_TO DO_
Quote word for word the lines from the one containing "Trace the outline of every instance of the gloved" through the final line below, both included.

_PROVIDED INFORMATION_
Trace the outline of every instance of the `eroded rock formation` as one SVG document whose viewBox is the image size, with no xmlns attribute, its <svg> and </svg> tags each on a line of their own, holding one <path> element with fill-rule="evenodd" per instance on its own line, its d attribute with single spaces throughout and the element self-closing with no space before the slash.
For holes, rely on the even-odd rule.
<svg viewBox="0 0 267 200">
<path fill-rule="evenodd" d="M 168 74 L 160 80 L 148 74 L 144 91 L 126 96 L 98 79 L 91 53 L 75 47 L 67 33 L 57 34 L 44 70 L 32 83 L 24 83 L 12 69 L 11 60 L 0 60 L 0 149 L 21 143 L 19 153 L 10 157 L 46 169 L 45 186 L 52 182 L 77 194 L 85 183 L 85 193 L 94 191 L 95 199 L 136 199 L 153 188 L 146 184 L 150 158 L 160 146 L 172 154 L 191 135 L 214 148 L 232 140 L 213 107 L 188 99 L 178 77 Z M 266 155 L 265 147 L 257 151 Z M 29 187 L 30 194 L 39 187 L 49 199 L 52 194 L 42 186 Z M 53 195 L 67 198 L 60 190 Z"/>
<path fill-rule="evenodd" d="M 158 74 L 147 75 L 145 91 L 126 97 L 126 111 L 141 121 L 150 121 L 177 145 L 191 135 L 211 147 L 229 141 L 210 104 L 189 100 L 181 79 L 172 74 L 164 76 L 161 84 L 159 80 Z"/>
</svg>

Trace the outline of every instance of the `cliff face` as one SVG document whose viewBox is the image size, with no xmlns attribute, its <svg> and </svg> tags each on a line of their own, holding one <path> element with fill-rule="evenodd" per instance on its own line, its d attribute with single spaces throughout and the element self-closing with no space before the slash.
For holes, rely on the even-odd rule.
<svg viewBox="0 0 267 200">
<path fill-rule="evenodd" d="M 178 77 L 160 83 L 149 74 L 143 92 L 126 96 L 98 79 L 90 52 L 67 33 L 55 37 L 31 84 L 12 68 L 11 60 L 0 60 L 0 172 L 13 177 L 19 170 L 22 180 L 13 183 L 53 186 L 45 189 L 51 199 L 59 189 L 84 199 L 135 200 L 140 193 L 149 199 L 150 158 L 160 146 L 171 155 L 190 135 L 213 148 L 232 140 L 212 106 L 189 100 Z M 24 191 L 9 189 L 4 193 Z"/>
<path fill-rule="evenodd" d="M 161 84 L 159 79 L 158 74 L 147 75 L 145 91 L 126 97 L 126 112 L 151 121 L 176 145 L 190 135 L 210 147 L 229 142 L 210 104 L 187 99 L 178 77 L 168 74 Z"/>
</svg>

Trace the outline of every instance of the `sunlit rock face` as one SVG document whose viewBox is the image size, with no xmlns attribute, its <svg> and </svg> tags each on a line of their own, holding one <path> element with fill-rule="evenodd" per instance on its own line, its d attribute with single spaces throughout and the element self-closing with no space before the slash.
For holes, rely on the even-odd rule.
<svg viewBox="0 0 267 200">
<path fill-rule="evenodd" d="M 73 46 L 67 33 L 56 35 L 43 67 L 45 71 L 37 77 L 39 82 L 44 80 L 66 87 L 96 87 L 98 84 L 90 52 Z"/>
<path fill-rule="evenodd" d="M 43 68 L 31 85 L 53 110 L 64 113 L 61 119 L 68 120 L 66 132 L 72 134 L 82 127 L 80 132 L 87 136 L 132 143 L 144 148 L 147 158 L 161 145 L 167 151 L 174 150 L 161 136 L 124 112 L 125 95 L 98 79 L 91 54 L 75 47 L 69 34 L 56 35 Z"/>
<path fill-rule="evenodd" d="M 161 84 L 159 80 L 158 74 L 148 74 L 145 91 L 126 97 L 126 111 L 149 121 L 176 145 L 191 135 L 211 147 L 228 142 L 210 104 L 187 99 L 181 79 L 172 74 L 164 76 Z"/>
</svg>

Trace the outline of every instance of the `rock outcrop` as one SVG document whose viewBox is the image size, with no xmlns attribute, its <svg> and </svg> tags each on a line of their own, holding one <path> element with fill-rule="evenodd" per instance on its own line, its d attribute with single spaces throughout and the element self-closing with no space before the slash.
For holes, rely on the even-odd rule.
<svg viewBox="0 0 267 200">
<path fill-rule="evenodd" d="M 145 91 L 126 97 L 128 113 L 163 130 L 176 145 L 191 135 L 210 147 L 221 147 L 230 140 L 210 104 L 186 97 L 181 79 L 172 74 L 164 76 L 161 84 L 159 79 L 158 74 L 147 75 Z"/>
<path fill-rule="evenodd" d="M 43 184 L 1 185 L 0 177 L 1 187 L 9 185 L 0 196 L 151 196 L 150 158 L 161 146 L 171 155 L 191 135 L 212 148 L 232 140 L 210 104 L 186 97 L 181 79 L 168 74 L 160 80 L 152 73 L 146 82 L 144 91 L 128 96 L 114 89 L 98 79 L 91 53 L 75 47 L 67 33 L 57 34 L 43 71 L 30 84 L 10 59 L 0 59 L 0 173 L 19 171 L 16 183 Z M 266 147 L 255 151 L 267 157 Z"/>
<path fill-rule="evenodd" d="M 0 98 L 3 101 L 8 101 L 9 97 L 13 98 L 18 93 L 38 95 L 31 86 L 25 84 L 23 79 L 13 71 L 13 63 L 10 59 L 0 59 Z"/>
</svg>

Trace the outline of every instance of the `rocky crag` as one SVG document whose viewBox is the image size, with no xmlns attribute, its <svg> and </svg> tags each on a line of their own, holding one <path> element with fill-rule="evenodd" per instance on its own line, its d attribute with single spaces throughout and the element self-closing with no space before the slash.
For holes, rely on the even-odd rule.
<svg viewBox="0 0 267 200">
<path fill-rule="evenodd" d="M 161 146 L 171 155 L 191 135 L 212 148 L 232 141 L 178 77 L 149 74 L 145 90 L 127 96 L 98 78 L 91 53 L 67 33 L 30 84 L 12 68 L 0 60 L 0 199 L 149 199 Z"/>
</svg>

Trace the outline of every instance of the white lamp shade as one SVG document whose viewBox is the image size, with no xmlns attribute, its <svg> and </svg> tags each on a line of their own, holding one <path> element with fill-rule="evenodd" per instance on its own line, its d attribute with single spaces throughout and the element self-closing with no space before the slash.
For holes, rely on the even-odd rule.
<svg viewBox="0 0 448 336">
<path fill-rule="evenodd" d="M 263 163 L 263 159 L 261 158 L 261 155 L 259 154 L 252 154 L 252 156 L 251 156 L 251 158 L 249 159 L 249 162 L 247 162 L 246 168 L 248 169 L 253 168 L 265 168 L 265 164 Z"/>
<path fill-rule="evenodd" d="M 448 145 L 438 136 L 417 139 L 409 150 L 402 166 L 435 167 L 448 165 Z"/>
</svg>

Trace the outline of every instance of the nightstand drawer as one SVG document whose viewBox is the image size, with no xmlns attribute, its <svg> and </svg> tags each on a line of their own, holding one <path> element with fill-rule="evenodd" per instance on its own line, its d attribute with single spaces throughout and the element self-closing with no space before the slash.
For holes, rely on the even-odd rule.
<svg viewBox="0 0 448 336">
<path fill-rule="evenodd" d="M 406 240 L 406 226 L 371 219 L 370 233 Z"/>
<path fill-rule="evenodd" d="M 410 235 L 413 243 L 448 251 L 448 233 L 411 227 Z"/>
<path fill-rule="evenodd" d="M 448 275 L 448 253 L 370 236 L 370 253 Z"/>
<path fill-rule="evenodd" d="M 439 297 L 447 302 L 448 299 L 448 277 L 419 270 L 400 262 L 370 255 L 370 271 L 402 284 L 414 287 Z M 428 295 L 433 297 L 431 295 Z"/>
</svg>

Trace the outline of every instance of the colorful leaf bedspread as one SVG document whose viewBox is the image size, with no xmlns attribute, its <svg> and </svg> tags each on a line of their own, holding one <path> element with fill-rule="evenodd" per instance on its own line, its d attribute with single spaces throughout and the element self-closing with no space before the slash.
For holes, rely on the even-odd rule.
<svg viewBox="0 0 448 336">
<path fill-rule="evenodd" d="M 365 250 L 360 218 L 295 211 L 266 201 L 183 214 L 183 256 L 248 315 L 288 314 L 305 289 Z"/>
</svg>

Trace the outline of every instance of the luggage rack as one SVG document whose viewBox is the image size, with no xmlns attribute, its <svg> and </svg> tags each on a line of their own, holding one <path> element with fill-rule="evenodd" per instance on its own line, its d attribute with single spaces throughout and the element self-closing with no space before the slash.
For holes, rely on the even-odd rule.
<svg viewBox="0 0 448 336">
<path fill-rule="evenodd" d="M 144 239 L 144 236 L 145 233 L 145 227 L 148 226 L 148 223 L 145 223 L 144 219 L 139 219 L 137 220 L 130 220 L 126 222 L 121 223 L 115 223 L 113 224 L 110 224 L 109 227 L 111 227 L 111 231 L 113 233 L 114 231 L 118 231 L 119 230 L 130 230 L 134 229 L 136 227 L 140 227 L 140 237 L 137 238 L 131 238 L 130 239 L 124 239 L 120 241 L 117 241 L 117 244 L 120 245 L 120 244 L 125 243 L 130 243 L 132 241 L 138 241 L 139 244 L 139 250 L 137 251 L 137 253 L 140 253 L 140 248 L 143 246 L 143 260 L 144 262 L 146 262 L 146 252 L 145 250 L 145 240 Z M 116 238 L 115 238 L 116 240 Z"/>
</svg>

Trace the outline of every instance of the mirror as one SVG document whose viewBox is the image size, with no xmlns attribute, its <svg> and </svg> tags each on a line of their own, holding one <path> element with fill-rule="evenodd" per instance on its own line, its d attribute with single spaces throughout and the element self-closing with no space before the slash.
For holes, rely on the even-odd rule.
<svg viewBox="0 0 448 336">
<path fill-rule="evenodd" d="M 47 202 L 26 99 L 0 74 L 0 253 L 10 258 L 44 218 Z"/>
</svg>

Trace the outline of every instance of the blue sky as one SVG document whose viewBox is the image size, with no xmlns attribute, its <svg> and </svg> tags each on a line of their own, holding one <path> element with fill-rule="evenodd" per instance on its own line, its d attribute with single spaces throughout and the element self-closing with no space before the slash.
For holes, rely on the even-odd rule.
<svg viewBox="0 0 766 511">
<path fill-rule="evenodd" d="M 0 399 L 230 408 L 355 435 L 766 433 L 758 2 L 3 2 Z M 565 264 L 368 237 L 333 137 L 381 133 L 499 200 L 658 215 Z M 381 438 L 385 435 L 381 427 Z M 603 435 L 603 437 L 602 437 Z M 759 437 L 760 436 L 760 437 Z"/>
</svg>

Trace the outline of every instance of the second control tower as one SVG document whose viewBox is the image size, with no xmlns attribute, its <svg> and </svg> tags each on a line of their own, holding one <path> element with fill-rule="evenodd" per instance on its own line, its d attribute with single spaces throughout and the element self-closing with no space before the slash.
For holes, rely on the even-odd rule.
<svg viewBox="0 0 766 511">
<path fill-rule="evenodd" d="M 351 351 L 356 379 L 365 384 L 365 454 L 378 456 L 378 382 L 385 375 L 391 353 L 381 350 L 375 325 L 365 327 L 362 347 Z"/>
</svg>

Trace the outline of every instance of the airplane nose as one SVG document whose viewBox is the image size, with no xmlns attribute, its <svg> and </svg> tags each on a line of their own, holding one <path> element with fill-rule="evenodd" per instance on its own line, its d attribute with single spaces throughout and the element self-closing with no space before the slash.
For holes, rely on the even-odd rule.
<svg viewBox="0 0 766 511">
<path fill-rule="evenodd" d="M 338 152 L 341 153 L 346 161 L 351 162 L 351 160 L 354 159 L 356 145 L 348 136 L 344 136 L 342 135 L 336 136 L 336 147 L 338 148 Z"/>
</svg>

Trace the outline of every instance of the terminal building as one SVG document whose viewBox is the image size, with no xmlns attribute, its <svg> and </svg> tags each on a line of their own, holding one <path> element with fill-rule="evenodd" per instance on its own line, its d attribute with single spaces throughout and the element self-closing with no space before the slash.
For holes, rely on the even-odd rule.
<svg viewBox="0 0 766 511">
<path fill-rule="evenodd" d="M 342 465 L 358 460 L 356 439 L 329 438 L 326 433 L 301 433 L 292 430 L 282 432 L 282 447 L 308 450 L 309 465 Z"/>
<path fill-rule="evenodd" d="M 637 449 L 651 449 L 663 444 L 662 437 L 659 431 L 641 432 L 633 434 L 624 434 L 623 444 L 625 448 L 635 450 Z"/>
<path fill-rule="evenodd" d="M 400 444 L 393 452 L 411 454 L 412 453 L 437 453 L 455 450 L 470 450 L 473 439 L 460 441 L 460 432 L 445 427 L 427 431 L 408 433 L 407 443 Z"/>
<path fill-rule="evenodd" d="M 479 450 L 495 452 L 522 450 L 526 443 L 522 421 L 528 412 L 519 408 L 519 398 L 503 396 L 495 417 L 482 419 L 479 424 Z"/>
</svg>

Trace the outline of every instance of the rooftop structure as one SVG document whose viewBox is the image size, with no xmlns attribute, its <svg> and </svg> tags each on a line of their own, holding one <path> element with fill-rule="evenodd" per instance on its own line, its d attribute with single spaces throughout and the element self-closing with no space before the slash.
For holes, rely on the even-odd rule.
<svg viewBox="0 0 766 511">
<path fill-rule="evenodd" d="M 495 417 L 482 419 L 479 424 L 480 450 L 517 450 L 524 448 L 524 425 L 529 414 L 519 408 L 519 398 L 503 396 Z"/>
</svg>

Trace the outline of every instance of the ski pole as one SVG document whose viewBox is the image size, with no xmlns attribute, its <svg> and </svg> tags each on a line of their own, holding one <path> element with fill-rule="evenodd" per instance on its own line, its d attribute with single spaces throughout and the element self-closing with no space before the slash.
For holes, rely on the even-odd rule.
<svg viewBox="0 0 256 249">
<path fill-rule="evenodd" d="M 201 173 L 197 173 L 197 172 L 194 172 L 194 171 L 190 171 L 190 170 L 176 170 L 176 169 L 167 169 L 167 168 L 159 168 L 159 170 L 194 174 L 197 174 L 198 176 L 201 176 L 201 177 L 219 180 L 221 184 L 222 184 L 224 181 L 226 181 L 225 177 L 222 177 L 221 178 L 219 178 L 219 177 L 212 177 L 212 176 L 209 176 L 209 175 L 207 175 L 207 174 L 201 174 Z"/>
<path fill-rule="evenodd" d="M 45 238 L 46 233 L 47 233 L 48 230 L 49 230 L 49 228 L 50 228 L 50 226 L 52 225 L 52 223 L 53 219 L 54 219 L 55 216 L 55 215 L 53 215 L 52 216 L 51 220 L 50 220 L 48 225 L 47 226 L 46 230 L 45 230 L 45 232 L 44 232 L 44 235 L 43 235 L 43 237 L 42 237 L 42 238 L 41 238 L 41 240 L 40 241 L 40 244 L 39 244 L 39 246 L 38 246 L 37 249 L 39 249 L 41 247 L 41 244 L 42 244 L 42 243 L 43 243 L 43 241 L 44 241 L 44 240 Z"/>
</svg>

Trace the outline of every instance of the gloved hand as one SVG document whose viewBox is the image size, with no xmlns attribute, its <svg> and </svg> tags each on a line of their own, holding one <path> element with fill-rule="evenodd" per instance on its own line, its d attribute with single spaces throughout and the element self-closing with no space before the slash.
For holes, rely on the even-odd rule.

_TASK RESULT_
Trace the outline of every instance of the gloved hand as one SVG document whose viewBox is the image size, with no xmlns attribute, its <svg> and </svg> tags each on a line of their own, holding one <path> element with fill-rule="evenodd" per instance on its own line, its d attribute with single spaces throughout and the element self-closing with no space before the slash.
For holes, rely on the even-odd rule.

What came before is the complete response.